**Direction**
Return the listing below in full, with every line exactly as it is.

**Raw records**

>> START

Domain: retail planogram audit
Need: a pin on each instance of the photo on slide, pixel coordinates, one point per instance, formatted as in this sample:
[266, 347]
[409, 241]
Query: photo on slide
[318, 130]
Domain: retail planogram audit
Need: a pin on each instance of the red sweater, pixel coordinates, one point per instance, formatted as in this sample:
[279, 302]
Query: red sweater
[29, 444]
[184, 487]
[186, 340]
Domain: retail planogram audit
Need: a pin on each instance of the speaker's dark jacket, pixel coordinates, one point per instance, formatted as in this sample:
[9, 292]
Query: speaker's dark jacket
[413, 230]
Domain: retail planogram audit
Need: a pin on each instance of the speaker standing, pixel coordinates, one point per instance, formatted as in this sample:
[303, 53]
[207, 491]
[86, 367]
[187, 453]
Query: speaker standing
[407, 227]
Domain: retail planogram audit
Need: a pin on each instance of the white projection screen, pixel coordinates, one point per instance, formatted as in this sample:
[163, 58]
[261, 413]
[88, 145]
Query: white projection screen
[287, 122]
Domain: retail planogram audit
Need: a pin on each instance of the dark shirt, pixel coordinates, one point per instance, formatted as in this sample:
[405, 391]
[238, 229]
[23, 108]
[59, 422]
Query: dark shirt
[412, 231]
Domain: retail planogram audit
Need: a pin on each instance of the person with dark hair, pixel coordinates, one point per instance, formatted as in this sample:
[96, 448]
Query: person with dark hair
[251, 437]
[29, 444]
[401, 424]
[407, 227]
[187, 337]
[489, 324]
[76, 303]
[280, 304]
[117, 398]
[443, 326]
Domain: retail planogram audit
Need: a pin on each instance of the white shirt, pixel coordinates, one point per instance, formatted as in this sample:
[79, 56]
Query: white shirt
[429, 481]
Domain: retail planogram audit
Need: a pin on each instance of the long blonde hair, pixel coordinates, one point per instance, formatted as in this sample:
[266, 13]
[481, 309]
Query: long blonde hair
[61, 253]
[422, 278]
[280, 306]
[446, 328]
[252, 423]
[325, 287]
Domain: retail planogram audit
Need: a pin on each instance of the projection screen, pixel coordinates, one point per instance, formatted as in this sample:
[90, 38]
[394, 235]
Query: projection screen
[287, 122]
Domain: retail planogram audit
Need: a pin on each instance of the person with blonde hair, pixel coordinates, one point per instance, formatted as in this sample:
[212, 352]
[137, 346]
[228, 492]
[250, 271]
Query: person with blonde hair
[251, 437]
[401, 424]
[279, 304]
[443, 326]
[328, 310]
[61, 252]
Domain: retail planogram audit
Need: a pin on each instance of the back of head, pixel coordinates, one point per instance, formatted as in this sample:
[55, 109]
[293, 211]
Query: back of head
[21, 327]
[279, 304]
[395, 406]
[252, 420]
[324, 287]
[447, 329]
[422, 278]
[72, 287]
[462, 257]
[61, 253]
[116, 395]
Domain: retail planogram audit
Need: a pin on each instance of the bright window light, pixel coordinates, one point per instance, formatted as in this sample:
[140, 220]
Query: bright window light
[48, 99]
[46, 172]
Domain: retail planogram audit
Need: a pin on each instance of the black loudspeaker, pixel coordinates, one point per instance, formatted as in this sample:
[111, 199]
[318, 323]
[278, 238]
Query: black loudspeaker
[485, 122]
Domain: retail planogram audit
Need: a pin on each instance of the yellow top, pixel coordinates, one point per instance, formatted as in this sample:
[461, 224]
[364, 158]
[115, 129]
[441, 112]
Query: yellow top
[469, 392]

>> END

**Result for this task**
Domain: retail planogram audit
Need: a pin on each instance of the photo on slide, pixel coordinates, one point per instance, formatted as in this sample:
[266, 347]
[409, 241]
Query: photo on slide
[318, 130]
Domain: retail planogram audit
Need: a pin on each instance of the red sweater, pixel coordinates, one point per instance, formatted as in this sample:
[279, 302]
Query: red sweater
[29, 444]
[184, 487]
[186, 340]
Domain: retail planogram audit
Need: a pin on each instance of the speaker's dark jacket, pixel coordinates, one point per instance, formatted as in this sample:
[9, 292]
Query: speaker's dark jacket
[413, 230]
Domain: retail planogram audit
Need: a pin on each instance of the speaker standing, pixel coordinates, one point per instance, formatted as in this sample:
[303, 53]
[207, 491]
[86, 367]
[187, 453]
Query: speaker standing
[407, 227]
Domain: retail planogram audit
Need: a pin on each instance of the white projection screen, pixel coordinates, one point per instance, formatted as in this sample:
[163, 58]
[261, 413]
[88, 145]
Query: white projection screen
[287, 122]
Domain: retail planogram audit
Need: a pin on each instance of the dark shirt, pixel coordinates, one point per instance, formatted as in this sample:
[405, 391]
[238, 229]
[23, 108]
[59, 422]
Query: dark shirt
[412, 231]
Domain: retail planogram audit
Need: a pin on each instance of the person with dark hair, pixel coordinates, one point per instance, formatted as in this sample:
[96, 448]
Query: person with dark hair
[251, 437]
[29, 444]
[401, 424]
[407, 227]
[187, 337]
[489, 324]
[76, 303]
[280, 304]
[117, 398]
[443, 326]
Domain: retail planogram audit
Need: a pin on each instance of the white shirt, pixel coordinates, one point per instance, formatted as in this sample:
[79, 56]
Query: white shirt
[429, 481]
Domain: retail planogram audit
Need: a pin on each instance of the long blonde hair, pixel coordinates, one point per instance, formatted as in this sample:
[266, 13]
[481, 309]
Query: long blonde hair
[61, 253]
[422, 278]
[280, 306]
[446, 328]
[252, 423]
[325, 287]
Domain: retail planogram audit
Need: a pin on each instance of the projection screen, pixel coordinates, one point per instance, formatted as in this sample:
[90, 38]
[394, 235]
Query: projection screen
[287, 122]
Domain: retail planogram audit
Need: a pin on each instance of the person with blonde hair, pixel coordinates, one point per instance, formatted as in this sample:
[212, 352]
[137, 346]
[228, 492]
[250, 271]
Query: person with blonde hair
[251, 437]
[401, 424]
[279, 304]
[443, 326]
[328, 310]
[61, 252]
Domain: retail planogram audit
Need: a pin on each instance of the back of head, pixel coordinates, one point per instance, formatted as in this sample:
[55, 109]
[293, 211]
Query: back of head
[21, 327]
[279, 304]
[395, 406]
[252, 420]
[324, 287]
[447, 329]
[422, 278]
[72, 287]
[462, 257]
[61, 253]
[116, 395]
Domain: retail planogram audit
Need: a pin on each instance of the bright window light, pixel coordinates, one point per instance, formatted as in this sample:
[140, 220]
Query: bright window light
[48, 99]
[46, 172]
Domain: retail planogram audit
Need: a pin on each instance of the black loudspeaker, pixel coordinates, one point per instance, formatted as in this sample:
[111, 199]
[318, 323]
[278, 238]
Query: black loudspeaker
[485, 122]
Domain: retail planogram audit
Need: a pin on each instance of the yellow top, pixel coordinates, one point per instance, formatted as in this sample:
[461, 224]
[364, 158]
[115, 129]
[441, 112]
Query: yellow top
[469, 392]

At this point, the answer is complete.